Extracted text:
_ _ _ _ _ _ _
Like many Millsaps students, Lemmond is also quick to commend the learning model she experienced. “I really felt as if I were on a voyage, exploring these areas,” she explains. Noting the broadly defined roles that occur in such a dynamic environment, she adds that “the other students challenged me, and I felt like the professors were there to learn, too.”

“We all thirst for meaning, for ideas and answers that help us make sense of our world,” says Professor Darby Ray, pointing out that the root word for religion means to fasten together, to connect. “We’ve got to deal with religion if we want to deal with any human problem.” Ray came to Millsaps in 1996 after earning her Ph.D. degree in Religion at Vanderbilt University and has been a vital part of the Religious Studies department ever since. While at Millsaps, she has published one book, Deceiving the Devil: Atonement, Abuse, and Ransom; a second, tentatively titled “Christic Imagination: An Ethic of Incarnation and Ingenuity,” is in the works. Though her major area of focus is nineteenth-and twentieth-century Christian thought, she also teaches courses in the interdisciplinary core curriculum and in the Woman’s Studies program.

As the first recipient of the Millsaps Outstanding Young Faculty Award, Ray has been recognized by her colleagues and students alike for her passion for the field and for teaching. “Dr. Ray has shown herself to be an outstanding teacher who cares deeply for her students but also demands much from them,” confirmed Dr. Richard A. Smith, Vice President and Dean of the College, upon presenting the award.
_ _ _ _ _ _ _
Working data:
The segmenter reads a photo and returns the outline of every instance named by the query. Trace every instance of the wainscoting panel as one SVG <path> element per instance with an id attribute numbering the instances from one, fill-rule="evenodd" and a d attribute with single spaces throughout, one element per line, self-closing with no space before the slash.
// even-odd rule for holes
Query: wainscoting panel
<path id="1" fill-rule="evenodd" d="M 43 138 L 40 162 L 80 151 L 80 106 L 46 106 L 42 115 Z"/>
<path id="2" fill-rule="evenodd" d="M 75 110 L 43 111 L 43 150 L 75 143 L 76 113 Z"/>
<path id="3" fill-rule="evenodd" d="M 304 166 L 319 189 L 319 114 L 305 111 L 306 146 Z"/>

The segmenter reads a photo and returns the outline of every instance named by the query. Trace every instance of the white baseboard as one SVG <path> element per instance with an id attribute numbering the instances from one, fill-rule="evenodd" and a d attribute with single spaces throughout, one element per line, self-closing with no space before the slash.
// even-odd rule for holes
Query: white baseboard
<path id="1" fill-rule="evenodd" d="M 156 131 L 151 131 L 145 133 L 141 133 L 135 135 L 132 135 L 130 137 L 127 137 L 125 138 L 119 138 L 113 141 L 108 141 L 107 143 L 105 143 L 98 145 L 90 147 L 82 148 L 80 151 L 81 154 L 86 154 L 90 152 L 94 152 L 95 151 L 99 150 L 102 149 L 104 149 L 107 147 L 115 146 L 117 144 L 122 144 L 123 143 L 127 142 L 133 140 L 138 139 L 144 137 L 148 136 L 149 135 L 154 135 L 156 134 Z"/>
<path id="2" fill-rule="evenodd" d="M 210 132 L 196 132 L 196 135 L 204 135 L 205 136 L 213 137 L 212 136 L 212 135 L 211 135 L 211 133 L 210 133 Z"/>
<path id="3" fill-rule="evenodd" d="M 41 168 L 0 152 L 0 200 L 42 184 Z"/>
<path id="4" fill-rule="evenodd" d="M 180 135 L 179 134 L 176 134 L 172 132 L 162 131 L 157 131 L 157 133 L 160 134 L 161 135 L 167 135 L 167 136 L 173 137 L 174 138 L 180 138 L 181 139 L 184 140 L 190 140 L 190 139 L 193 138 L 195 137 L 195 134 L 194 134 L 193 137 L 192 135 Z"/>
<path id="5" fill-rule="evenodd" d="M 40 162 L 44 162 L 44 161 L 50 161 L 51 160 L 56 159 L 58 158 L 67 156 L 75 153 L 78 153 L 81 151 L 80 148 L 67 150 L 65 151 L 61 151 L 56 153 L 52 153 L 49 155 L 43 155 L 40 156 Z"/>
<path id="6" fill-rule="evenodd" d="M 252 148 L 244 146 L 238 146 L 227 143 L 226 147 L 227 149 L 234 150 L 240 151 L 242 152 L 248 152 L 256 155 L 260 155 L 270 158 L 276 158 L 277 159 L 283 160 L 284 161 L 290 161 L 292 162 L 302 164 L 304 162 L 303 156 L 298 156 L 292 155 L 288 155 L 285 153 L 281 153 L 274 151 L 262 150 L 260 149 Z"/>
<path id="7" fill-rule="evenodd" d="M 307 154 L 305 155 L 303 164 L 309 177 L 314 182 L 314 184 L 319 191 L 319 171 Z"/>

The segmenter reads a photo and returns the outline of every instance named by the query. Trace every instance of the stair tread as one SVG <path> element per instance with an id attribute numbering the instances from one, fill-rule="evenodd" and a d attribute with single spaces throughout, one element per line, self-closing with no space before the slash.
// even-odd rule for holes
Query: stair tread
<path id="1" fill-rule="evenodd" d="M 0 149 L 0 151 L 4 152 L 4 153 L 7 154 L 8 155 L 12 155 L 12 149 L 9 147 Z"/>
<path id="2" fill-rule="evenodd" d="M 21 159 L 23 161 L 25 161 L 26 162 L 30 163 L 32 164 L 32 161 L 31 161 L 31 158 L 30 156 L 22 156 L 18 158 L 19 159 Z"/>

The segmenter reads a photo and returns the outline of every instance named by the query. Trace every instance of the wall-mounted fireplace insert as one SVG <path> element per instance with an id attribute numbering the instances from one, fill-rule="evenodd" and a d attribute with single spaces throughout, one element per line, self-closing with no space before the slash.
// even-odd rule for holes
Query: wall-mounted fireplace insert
_ _ _ _ _ _ _
Your tasks:
1. Answer these questions from the profile of Professor Darby Ray:
(a) What did Lemmond say she felt as if she were on?
(b) In what year did Ray come to Millsaps?
(c) What award was Ray the first to receive?
2. In the entries, write out the lines starting with the one containing "of the wall-mounted" and going on through the end of the entries.

The replies:
1.
(a) A voyage
(b) 1996
(c) The Millsaps Outstanding Young Faculty Award

2.
The segmenter reads a photo and returns the outline of every instance named by the query. Trace every instance of the wall-mounted fireplace insert as one SVG <path> element per instance with an id attribute numbering the instances from one, fill-rule="evenodd" and a d attribute with single spaces throughout, one element per line, self-closing with no space before the slash.
// even-odd rule for holes
Query: wall-mounted fireplace insert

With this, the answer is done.